:: PASSAGE SHOWN ::
start
Residential Infill: Good Neighbour Guide
Cities such as Hamilton are in a constant state of change. Some of this change is focused in Hamilton’s residential neighbourhoods, where people demolish and build, build on an existing vacant lot, or renovate older houses. The City of Hamilton calls this process of building and renovating in established neighbourhoods ‘residential infill’.
This guide is intended for property owners, builders, and contractors starting a construction project in an established neighbourhood, and for area residents. The guide outlines requirements and best practices for residential infill construction, as well as communication tips to help everyone involved move smoothly through the project. The guide is not intended to anticipate or solve all issues that may arise, but provides some guidance and contact information to assist, whether you are a property owner, builder/contractor or community member/neighbour.
Residential infill can contribute to the health, vitality, and value of neighbourhoods, including improving property values. Residential infill also contributes to the protection of green space, farmland, forests, wetlands, and watersheds in Ontario’s greenbelt. Instead of building out, the city is building up and intensifying.
However, construction can also result in negative impacts on neighbours and the community. If the project is not well planned, managed, or communicated, construction can be disruptive and damaging. Property owners are to ensure that new home builders are reputable and registered with Tarion.
end
:: RAW DATA ::
start
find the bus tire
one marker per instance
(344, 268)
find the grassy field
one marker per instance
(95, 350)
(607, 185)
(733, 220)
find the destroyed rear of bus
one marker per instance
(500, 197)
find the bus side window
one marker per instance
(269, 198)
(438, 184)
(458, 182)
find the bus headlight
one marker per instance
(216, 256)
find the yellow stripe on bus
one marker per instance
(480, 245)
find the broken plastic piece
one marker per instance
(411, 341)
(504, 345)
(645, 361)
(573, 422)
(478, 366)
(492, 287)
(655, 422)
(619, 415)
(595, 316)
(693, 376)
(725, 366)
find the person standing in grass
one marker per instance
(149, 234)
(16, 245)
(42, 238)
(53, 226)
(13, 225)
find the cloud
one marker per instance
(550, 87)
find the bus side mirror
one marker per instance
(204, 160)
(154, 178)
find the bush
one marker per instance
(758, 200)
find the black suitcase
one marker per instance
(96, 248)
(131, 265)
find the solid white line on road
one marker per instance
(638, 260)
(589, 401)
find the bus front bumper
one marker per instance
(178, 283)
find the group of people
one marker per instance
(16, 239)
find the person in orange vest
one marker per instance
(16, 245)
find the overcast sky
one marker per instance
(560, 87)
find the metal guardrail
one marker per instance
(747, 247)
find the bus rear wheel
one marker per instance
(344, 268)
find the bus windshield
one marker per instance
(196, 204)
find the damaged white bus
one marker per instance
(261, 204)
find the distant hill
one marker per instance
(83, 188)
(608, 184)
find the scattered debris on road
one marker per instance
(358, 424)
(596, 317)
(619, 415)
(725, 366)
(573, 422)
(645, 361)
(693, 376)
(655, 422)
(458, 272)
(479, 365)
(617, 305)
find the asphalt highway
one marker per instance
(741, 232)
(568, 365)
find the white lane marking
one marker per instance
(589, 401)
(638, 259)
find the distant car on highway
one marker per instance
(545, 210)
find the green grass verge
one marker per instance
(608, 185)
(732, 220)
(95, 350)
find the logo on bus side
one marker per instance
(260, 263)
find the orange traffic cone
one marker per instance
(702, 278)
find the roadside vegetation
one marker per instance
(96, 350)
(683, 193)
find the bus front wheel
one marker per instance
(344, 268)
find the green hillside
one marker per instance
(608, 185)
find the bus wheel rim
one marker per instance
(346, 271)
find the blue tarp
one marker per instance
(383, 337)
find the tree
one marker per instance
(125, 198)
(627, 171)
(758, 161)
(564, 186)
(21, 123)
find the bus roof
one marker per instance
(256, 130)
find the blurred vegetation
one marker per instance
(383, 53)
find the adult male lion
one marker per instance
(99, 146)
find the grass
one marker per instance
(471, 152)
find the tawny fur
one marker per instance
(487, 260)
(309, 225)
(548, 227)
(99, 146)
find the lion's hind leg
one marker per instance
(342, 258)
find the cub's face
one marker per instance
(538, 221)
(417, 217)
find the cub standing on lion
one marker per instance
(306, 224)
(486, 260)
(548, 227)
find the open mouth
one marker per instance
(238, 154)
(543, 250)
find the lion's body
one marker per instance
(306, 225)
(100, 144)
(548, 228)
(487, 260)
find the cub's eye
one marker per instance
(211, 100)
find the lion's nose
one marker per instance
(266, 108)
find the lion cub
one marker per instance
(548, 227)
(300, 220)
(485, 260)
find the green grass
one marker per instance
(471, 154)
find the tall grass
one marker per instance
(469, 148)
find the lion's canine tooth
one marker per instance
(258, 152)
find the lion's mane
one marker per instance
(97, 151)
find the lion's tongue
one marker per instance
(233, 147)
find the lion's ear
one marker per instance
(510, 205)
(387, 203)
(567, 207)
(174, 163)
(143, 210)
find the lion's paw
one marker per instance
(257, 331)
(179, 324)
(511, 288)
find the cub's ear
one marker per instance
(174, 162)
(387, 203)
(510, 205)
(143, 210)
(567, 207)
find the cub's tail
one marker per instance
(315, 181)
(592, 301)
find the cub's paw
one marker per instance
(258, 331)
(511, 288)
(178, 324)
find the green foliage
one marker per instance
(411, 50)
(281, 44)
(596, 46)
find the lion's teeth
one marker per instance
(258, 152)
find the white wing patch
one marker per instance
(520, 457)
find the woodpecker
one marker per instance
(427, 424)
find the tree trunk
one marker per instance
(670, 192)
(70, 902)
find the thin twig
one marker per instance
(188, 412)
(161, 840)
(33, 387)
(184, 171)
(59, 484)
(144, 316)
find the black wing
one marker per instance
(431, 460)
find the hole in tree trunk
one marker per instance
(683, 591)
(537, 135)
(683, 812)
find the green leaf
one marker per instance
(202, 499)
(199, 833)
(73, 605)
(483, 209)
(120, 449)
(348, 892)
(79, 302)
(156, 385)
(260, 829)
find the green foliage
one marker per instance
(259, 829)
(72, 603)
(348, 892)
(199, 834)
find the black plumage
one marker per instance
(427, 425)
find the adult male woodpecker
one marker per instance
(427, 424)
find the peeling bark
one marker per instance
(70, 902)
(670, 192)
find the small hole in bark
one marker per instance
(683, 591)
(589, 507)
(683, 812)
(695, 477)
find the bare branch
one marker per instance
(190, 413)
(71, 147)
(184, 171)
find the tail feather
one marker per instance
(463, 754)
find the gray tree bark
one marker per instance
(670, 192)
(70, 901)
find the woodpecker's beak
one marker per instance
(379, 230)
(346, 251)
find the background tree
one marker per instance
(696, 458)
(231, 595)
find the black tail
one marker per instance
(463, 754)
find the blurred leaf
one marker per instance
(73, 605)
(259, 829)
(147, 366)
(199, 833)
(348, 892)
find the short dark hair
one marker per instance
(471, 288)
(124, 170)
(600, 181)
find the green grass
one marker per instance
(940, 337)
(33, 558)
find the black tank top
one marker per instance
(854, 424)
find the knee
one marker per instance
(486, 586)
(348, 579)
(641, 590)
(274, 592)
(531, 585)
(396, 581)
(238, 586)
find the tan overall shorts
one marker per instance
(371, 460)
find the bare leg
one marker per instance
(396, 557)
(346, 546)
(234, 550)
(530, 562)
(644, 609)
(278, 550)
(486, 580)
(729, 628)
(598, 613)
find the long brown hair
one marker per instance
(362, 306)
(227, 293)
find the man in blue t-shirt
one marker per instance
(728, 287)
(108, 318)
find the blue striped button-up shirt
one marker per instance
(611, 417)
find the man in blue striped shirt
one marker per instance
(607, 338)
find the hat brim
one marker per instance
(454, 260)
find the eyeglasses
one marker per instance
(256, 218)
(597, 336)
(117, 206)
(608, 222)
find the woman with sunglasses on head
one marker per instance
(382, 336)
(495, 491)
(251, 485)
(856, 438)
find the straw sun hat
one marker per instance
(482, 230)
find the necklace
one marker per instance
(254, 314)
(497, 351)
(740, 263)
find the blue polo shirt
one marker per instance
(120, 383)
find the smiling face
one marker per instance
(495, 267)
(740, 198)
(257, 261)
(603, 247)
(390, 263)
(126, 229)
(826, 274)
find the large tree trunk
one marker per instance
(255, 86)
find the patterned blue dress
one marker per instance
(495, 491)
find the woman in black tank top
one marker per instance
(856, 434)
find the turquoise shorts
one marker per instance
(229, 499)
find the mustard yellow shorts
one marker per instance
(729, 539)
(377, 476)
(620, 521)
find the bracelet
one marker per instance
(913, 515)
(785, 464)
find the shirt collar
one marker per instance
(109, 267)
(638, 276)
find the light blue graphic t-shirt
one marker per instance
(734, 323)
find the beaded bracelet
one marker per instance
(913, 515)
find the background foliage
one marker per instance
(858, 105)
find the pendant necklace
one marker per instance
end
:: TO-DO LIST ::
**a)** Lay out the entries from the line containing "find the light blue graphic t-shirt" through the final line of the entries as a Markdown table with the columns Row and Line. Number each line in Row, put its wording in Line, and skip blank lines.
**b)** Pick up the residential infill guide after its last sentence and keep writing it.

:: RESPONSES ::
**a)**
| Row | Line |
|---|---|
| 1 | find the light blue graphic t-shirt |
| 2 | one marker per instance |
| 3 | (734, 323) |
| 4 | find the beaded bracelet |
| 5 | one marker per instance |
| 6 | (913, 515) |
| 7 | find the background foliage |
| 8 | one marker per instance |
| 9 | (858, 105) |
| 10 | find the pendant necklace |
| 11 | one marker per instance |

**b)**
Builders earn the trust and respect of neighbours by observing all by-laws and by taking steps to minimize the potentially negative impacts of construction.
Communicating with neighbours
Informed neighbours are more likely to be understanding and supportive of your project.
As a property owner, it is important to:
- Communicate with your neighbours before applying for a building permit. Speak with your neighbours in person about your proposed plans early in the process. Explain the work you want to undertake, the expected timelines, and how the proposed work might impact them.
- Provide neighbours with contact information if issues arise. Create a plan with your neighbours for resolving issues. For example, who should be called for immediate action? Who should be called for less urgent, ongoing issues?
- Post your building permits in a prominent area on your property at all times until the project has been completed. Starting April 1, 2022, By-law 21-207 (PDF, 141 KB) requires a sign to be posted near or at the front of the property line with key project information.
Are you a neighbour with construction nearby? Private information such as approved drawings and/or inspection notes are only available to the property owner or authorized agent. If you are seeking more information about nearby construction, review the posted sign for contacts. If a sign is not posted, notify the Building Division at 905-546-2720 or [email protected].
Permits and approvals
- Building Permit: In order to receive a building permit for demolition, construction or renovation work, the proposed plans must comply with applicable laws and regulations, such as the Zoning By-law and the Ontario Building Code.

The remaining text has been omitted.